Your assignment: Please retype all of the data below, word for word.

Data shown:
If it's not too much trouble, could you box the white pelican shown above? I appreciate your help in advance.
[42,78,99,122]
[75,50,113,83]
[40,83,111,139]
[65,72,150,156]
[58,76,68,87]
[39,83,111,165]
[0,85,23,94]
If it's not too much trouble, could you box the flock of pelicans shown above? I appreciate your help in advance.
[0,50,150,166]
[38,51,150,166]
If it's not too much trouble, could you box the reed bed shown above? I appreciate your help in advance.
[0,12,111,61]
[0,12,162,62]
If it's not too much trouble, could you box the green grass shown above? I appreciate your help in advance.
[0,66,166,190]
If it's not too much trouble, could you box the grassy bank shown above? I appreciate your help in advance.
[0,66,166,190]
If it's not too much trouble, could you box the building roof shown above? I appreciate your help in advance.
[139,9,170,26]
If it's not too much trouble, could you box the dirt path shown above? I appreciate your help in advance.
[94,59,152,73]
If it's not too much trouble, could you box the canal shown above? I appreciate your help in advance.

Problem solution:
If it's not too much trouble, could you box the white pelican shown above? I appreciate your help in advance.
[42,78,99,122]
[75,50,113,83]
[40,83,111,139]
[65,72,150,156]
[58,76,68,87]
[39,83,111,165]
[0,85,23,94]
If it's not too much trouble, could you box the flock of pelicans shown above? I appreciate your help in advance.
[0,50,150,166]
[38,51,150,166]
If it's not too much trouble, could you box the reed bed shown above? I appreciate your help in advance.
[0,12,111,61]
[0,12,162,62]
If it's not too much trouble, could you box the green grass shown above? I appreciate your help in advance.
[0,66,166,190]
If it's not too much trouble, could you box the grassy bank shown above? I appreciate your help in advance.
[0,66,166,190]
If it's not too much trouble, could you box the building roof shown above? I appreciate your help in advance.
[139,9,170,26]
If it's not too much trouble, could you box the dirt path shown above? I appreciate your help in advance.
[94,59,152,73]
If it's not too much trouble, could you box the canal shown above? I appreciate your help in advance.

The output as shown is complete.